### WORKING DATA ###
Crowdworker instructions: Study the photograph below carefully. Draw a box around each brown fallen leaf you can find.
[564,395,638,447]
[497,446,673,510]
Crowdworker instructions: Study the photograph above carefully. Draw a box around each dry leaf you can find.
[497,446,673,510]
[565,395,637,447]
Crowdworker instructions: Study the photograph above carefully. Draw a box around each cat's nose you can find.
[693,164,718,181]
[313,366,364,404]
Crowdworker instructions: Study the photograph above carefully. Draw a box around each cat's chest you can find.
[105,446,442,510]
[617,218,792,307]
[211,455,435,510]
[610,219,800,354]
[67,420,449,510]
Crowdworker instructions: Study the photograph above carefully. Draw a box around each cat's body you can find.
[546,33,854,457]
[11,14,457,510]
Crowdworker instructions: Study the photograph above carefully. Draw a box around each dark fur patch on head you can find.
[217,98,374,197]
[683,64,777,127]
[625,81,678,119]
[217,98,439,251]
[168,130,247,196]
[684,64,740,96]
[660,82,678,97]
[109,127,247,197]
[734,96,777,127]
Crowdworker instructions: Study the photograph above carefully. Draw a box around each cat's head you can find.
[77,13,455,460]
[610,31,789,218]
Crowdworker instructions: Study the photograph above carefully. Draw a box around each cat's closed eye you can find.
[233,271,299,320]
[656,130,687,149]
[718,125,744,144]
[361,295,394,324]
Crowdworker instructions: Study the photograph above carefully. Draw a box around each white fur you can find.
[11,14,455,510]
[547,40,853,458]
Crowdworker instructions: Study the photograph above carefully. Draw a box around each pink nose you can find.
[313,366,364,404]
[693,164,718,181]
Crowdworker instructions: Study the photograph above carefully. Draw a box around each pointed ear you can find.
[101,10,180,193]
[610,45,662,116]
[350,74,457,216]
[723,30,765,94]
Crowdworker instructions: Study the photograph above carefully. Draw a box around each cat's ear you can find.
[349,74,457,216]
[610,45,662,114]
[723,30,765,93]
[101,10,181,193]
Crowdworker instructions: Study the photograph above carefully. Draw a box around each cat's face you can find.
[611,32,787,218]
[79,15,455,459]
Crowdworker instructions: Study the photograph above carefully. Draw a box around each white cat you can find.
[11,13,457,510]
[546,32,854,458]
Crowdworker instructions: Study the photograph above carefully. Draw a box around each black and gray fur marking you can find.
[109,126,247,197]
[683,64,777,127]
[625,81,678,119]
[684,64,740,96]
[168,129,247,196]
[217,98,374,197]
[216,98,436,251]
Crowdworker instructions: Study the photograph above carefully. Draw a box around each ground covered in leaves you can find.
###
- WHAT TO DO: Print all the records exactly as written.

- RESPONSE BOX:
Crowdworker instructions: Study the photograph below carefully. Draw a box around each brown fallen leaf you can find.
[564,395,638,447]
[497,446,673,510]
Crowdworker instructions: Study the photograph above carefully. Draw a box around each dry leaf you can find.
[497,446,673,510]
[565,395,637,447]
Crowdworker instructions: Study the photograph above carefully. Draw a box around each cat's nose you can find.
[693,164,718,181]
[313,366,364,404]
Crowdworker instructions: Study the photograph above carefully. Draw a box around each cat's chest you can find.
[105,446,442,510]
[617,218,792,307]
[211,455,435,510]
[610,219,800,354]
[67,420,449,510]
Crowdworker instructions: Study the photograph above carefully. Draw a box around each cat's body you can find.
[546,33,854,457]
[11,14,457,510]
Crowdworker instructions: Study the photograph above carefully. Draw a box around each dark fur patch on head you can find.
[217,98,374,197]
[683,64,777,127]
[625,81,678,119]
[217,98,439,251]
[168,130,247,196]
[684,64,740,96]
[660,82,678,97]
[109,127,247,197]
[734,96,777,127]
Crowdworker instructions: Study the photograph above carefully. Draw a box around each cat's head you can find.
[77,13,455,460]
[610,31,789,218]
Crowdworker instructions: Study the photograph above carefully. Draw a box around each cat's closed eye you can find.
[233,271,299,320]
[656,130,687,149]
[718,125,744,144]
[361,295,394,324]
Crowdworker instructions: Study the photograph above carefully. Draw a box around each white fur you can find.
[11,14,455,510]
[547,40,853,458]
Crowdworker instructions: Study the photograph above carefully. Draw a box around each pink nose you can find.
[313,366,364,404]
[693,164,718,181]
Crowdworker instructions: Study the photograph above carefully. Draw a box around each pointed ear you can find.
[101,10,180,193]
[610,45,662,116]
[350,74,457,216]
[723,30,765,94]
Crowdworker instructions: Study the photograph above carefully. Draw a box around each cat's ear you can find.
[349,74,457,216]
[610,45,662,114]
[723,30,765,93]
[101,10,181,193]
Crowdworker instructions: Study the photograph above carefully. Draw a box around each cat's face you can find.
[611,32,787,218]
[79,15,455,459]
Crowdworker instructions: Study the photograph above carefully. Draw a box around each white cat you can find.
[11,13,457,510]
[546,32,854,458]
Crowdworker instructions: Study the photograph above carefully. Draw a box around each black and gray fur marking you can find.
[109,126,247,197]
[683,64,777,127]
[625,81,678,119]
[684,64,740,96]
[168,129,247,196]
[217,98,374,197]
[216,98,436,251]
Crowdworker instructions: Study the photograph above carefully. Draw a box around each ground covered in leaves you can find.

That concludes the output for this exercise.